• _Exercise data_:

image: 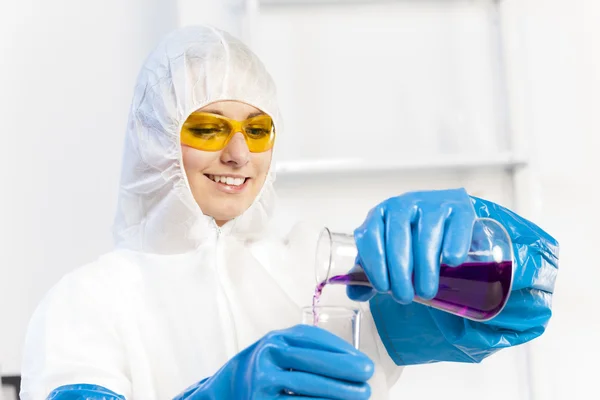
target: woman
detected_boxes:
[21,27,557,400]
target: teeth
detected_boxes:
[208,175,246,186]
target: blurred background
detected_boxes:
[0,0,600,400]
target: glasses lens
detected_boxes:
[181,112,275,153]
[244,114,275,153]
[181,113,231,151]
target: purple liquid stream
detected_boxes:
[312,261,512,325]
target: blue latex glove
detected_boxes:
[46,384,125,400]
[176,325,374,400]
[348,189,475,304]
[349,190,559,365]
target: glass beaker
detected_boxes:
[315,218,513,321]
[302,306,361,350]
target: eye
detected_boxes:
[188,124,225,139]
[246,126,271,138]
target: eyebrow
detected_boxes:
[202,108,265,119]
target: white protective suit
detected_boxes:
[21,27,401,400]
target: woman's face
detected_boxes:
[181,101,272,226]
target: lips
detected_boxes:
[204,174,251,194]
[207,175,248,186]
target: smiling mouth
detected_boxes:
[205,174,250,187]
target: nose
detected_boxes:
[221,132,250,168]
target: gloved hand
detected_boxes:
[347,189,475,304]
[175,325,374,400]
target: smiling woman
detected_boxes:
[181,101,273,226]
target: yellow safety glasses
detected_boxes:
[181,112,275,153]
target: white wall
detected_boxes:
[505,0,600,400]
[0,0,178,374]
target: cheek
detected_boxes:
[254,151,272,178]
[181,146,215,173]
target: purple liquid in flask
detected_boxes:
[313,261,512,323]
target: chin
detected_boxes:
[206,204,250,222]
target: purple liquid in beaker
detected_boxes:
[313,261,512,324]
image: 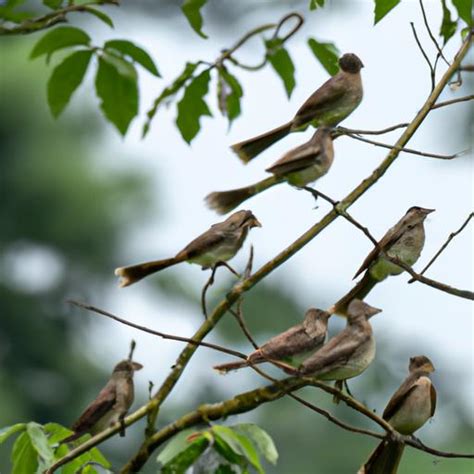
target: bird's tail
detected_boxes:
[328,271,378,316]
[231,122,292,163]
[115,257,184,288]
[205,176,284,214]
[357,439,405,474]
[213,360,249,374]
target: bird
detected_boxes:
[61,359,143,443]
[231,53,364,163]
[329,206,435,314]
[358,355,436,474]
[205,126,334,214]
[115,211,261,287]
[214,308,331,373]
[296,299,382,380]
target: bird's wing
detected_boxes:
[72,382,116,433]
[382,374,418,420]
[266,143,321,175]
[294,75,347,126]
[430,384,437,416]
[354,222,404,278]
[301,328,364,375]
[180,224,226,259]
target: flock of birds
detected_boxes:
[64,53,436,474]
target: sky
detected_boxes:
[67,1,474,436]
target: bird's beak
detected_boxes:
[367,306,382,319]
[423,209,436,215]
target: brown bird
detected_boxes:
[358,355,436,474]
[205,127,334,214]
[115,211,261,287]
[61,359,143,443]
[328,206,434,314]
[296,300,382,380]
[214,308,331,373]
[231,53,364,163]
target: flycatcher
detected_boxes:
[232,53,364,163]
[61,359,143,443]
[205,126,334,214]
[115,211,261,287]
[214,308,331,373]
[296,299,382,380]
[329,206,434,314]
[358,356,436,474]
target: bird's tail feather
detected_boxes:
[214,360,249,374]
[328,271,378,316]
[357,439,405,474]
[205,176,283,214]
[115,257,184,288]
[231,122,292,163]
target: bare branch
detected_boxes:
[408,212,474,283]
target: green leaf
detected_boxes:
[10,431,38,474]
[48,51,92,117]
[217,66,243,125]
[30,26,91,59]
[309,0,325,10]
[374,0,400,25]
[232,423,278,464]
[43,0,63,10]
[84,5,114,28]
[0,423,26,444]
[181,0,207,38]
[211,425,264,474]
[104,40,161,77]
[452,0,472,26]
[176,70,212,143]
[308,38,340,76]
[95,54,138,135]
[26,422,54,466]
[265,39,296,98]
[156,429,209,474]
[142,63,198,138]
[439,0,458,44]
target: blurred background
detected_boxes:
[0,0,474,474]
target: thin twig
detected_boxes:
[419,0,451,67]
[68,300,247,359]
[408,212,474,283]
[345,133,464,160]
[410,21,435,92]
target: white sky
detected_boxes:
[71,1,474,436]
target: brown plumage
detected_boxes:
[205,127,334,214]
[115,211,261,287]
[232,53,364,163]
[214,308,330,373]
[328,206,434,314]
[358,355,436,474]
[61,360,143,443]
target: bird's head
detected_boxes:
[347,299,382,322]
[339,53,364,74]
[403,206,435,226]
[114,359,143,374]
[225,211,262,229]
[408,356,435,374]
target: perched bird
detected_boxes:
[232,53,364,163]
[329,206,434,314]
[61,359,143,443]
[296,300,382,380]
[206,127,334,214]
[214,308,331,373]
[115,211,261,287]
[359,356,436,474]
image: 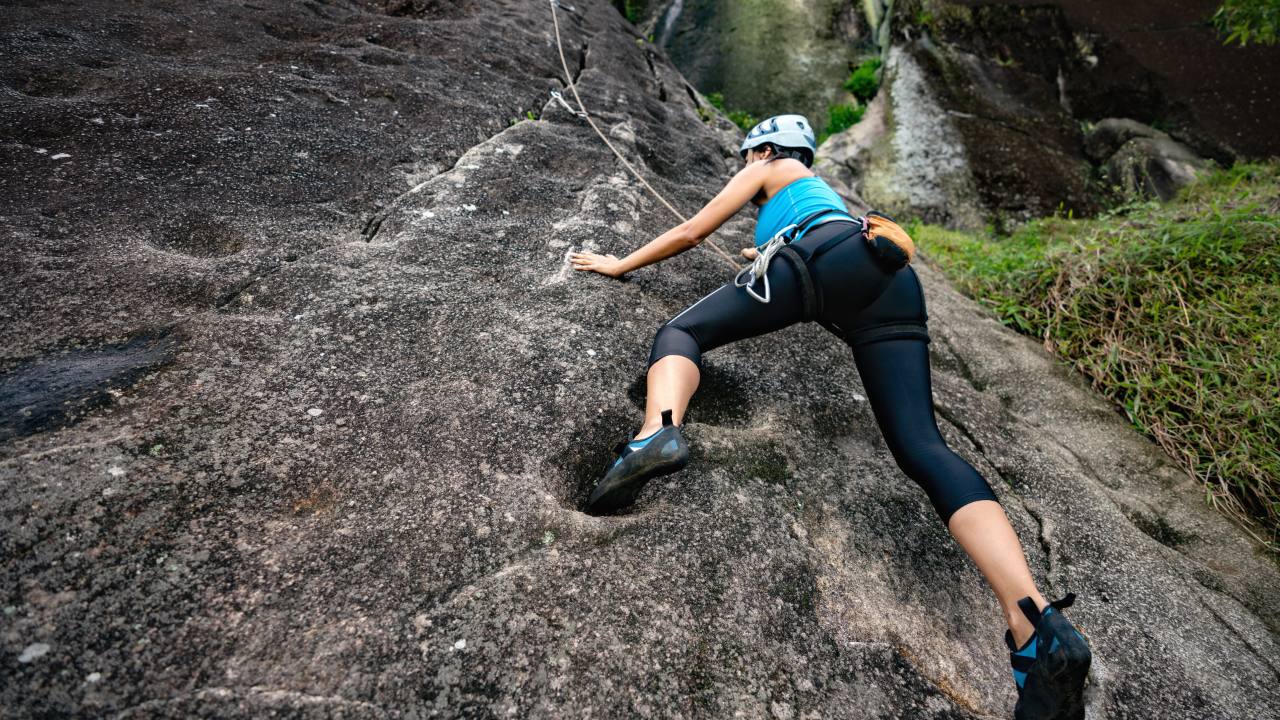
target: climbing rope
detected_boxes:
[550,0,740,273]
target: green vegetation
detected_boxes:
[845,58,881,102]
[911,163,1280,551]
[614,0,649,26]
[818,102,867,145]
[1211,0,1280,46]
[703,92,760,132]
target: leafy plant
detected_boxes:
[913,163,1280,551]
[699,92,760,132]
[1211,0,1280,46]
[845,58,881,102]
[622,0,649,26]
[818,102,867,145]
[726,110,760,132]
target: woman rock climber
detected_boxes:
[571,115,1091,720]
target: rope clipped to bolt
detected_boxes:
[550,0,741,273]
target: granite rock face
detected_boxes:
[0,0,1280,719]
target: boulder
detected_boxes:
[1106,137,1208,202]
[0,0,1280,720]
[849,47,986,229]
[1084,118,1169,163]
[813,88,890,211]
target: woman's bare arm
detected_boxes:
[570,156,812,278]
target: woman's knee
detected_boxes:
[649,323,703,368]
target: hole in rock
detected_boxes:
[0,334,182,441]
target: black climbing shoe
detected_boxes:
[586,410,689,515]
[1005,593,1093,720]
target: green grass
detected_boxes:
[913,163,1280,551]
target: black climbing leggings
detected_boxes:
[649,222,996,524]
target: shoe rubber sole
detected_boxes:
[1014,612,1093,720]
[586,425,690,515]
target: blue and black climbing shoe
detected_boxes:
[1005,593,1093,720]
[586,410,689,515]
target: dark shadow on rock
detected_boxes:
[155,218,244,258]
[547,411,639,512]
[0,333,182,442]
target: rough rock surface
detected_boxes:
[1084,118,1169,163]
[0,0,1280,720]
[834,47,986,228]
[1106,137,1208,202]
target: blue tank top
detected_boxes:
[755,177,849,247]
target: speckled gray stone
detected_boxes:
[0,0,1280,720]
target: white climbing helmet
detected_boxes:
[739,115,818,168]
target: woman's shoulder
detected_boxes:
[764,158,818,197]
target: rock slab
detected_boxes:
[0,0,1280,719]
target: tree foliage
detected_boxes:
[1212,0,1280,46]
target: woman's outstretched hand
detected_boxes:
[570,252,622,278]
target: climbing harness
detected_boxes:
[733,208,867,316]
[549,0,739,272]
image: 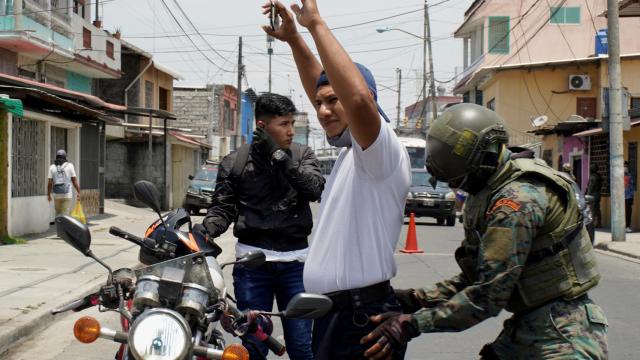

• _Task statement_: Copy every one of the records above word for word, leaving the pictures out of your answer.

• _Answer to the task_:
image: 
target: woman
detected_boxes:
[21,27,557,400]
target: teeth
detected_boxes:
[208,175,246,186]
target: blurred background
detected_boxes:
[0,0,600,400]
target: glasses lens
detected_boxes:
[181,112,275,153]
[244,114,275,153]
[181,113,231,151]
target: purple liquid stream
detected_boxes:
[312,261,512,325]
target: blue latex glove
detected_boxes:
[46,384,125,400]
[176,325,374,400]
[348,189,475,304]
[349,190,559,365]
target: glass beaker
detected_boxes:
[315,218,513,321]
[302,306,361,350]
target: eye
detected_boxes:
[188,124,225,139]
[246,126,271,138]
target: eyebrow
detected_boxes:
[202,108,265,119]
target: white protective suit
detected_boxes:
[21,27,401,400]
target: woman's face
detected_boxes:
[181,101,272,226]
target: lips
detected_boxes:
[204,174,251,194]
[207,175,248,186]
target: smiling mouth
detected_boxes:
[205,174,250,187]
target: nose
detected_boxes:
[221,132,250,168]
target: gloved hand
detected_boxes:
[347,189,475,304]
[175,325,374,400]
target: smiling woman
detected_boxes:
[181,101,273,226]
target: yellow safety glasses
detected_boxes:
[181,112,275,153]
target: white wall
detected_boxes:
[505,0,600,400]
[0,0,178,374]
target: cheek
detected_boxes:
[254,151,272,178]
[181,146,215,173]
target: purple liquid in flask
detected_boxes:
[313,261,512,323]
target: chin
detected_boxes:
[206,204,250,222]
target: purple liquid in beaker
detected_boxes:
[313,261,512,324]
image: 
target: bird's tail
detected_boxes:
[328,271,378,316]
[231,122,292,163]
[115,257,184,288]
[205,176,284,214]
[357,439,405,474]
[213,360,249,374]
target: bird
detected_boxes:
[61,359,143,443]
[231,53,364,163]
[329,206,435,314]
[358,355,436,474]
[205,126,334,214]
[115,211,261,287]
[214,308,331,373]
[296,299,382,380]
target: bird's wing
detected_boxes:
[72,382,116,433]
[382,374,418,420]
[266,143,321,175]
[294,75,347,126]
[430,384,437,416]
[354,222,404,278]
[301,328,364,375]
[180,224,226,259]
target: flock of birds
detected_boxes:
[64,53,436,474]
target: sky
detected_boxes:
[67,1,474,436]
target: bird's beak
detected_boxes:
[367,306,382,319]
[423,209,436,215]
target: brown bird
detected_boxes:
[358,355,436,474]
[205,127,334,214]
[115,211,261,287]
[61,359,143,443]
[328,206,434,314]
[296,300,382,380]
[214,308,331,373]
[231,53,364,163]
target: flycatcher
detected_boxes:
[232,53,364,163]
[61,359,143,443]
[205,126,334,214]
[115,211,261,287]
[214,308,331,373]
[296,299,382,380]
[329,206,434,314]
[358,356,436,474]
target: bird's tail feather
detected_boxes:
[214,360,249,374]
[328,271,378,316]
[357,439,405,474]
[205,176,283,214]
[115,257,184,288]
[231,122,292,163]
target: bare branch
detected_boxes:
[408,212,474,283]
target: green leaf
detected_boxes:
[10,431,38,474]
[48,51,92,117]
[217,66,243,125]
[30,26,91,59]
[309,0,325,10]
[374,0,400,25]
[232,423,278,464]
[43,0,63,10]
[84,5,114,28]
[0,423,26,444]
[181,0,207,38]
[211,425,264,474]
[104,40,161,77]
[452,0,472,26]
[176,70,212,143]
[308,38,340,76]
[95,54,138,135]
[26,422,54,466]
[265,39,296,98]
[156,429,209,474]
[142,63,198,138]
[439,0,458,44]
target: blurred background
detected_boxes:
[0,0,474,474]
target: thin twig
detected_boxes:
[419,0,451,67]
[68,300,247,359]
[408,212,474,283]
[345,133,464,160]
[410,21,435,92]
target: white sky
detected_boxes:
[71,1,474,436]
target: brown plumage
detected_boxes:
[205,127,334,214]
[115,211,261,287]
[232,53,364,163]
[214,308,330,373]
[328,206,434,314]
[358,355,436,474]
[61,360,143,443]
target: bird's head
detected_boxes:
[347,299,382,322]
[339,53,364,74]
[403,206,435,226]
[114,359,143,374]
[225,211,262,229]
[408,356,435,374]
target: perched bird
detected_boxes:
[232,53,364,163]
[329,206,434,314]
[61,359,143,443]
[296,300,382,380]
[206,127,334,214]
[214,308,331,373]
[115,211,261,287]
[359,356,436,474]
image: 
target: climbing rope
detected_boxes:
[550,0,740,273]
target: green vegetation
detected_boxes:
[845,58,881,102]
[911,163,1280,551]
[614,0,649,26]
[818,102,867,145]
[1211,0,1280,46]
[703,92,760,132]
target: leafy plant
detected_boxes:
[913,163,1280,551]
[699,92,760,132]
[1211,0,1280,46]
[845,58,881,102]
[622,0,649,26]
[818,102,867,145]
[726,110,760,132]
target: woman rock climber
detected_boxes:
[571,115,1091,720]
target: rope clipped to bolt
detected_boxes:
[550,0,741,273]
target: granite rock face
detected_boxes:
[0,0,1280,719]
target: boulder
detected_boxes:
[1106,137,1208,202]
[0,0,1280,720]
[849,47,986,229]
[1084,118,1169,163]
[813,88,890,211]
target: woman's bare arm
detected_boxes:
[570,156,812,278]
target: woman's knee
detected_boxes:
[649,323,703,368]
target: hole in rock
detected_boxes:
[0,334,182,441]
target: black climbing shoe
detected_boxes:
[586,410,689,515]
[1005,593,1093,720]
target: green grass
detected_boxes:
[913,163,1280,551]
target: black climbing leggings
detected_boxes:
[649,222,996,524]
target: shoe rubber sole
detected_boxes:
[1014,612,1093,720]
[586,425,690,515]
target: blue and black climbing shoe
detected_boxes:
[1005,593,1093,720]
[586,410,689,515]
target: dark shadow on rock
detected_boxes:
[155,218,244,258]
[547,411,639,512]
[0,333,182,442]
target: rough rock surface
detected_boxes:
[1084,118,1169,163]
[0,0,1280,720]
[834,47,986,228]
[1106,137,1208,202]
target: blue tank top
detected_boxes:
[755,177,849,247]
target: speckled gray stone
detected_boxes:
[0,0,1280,720]
target: white climbing helmet
detected_boxes:
[739,115,818,168]
target: woman's shoulder
detected_boxes:
[764,158,818,197]
target: rock slab
detected_boxes:
[0,0,1280,719]
target: tree foliage
detected_boxes:
[1212,0,1280,46]
target: woman's outstretched hand
detected_boxes:
[570,252,622,278]
target: climbing harness
detected_boxes:
[733,208,867,316]
[549,0,739,272]
image: 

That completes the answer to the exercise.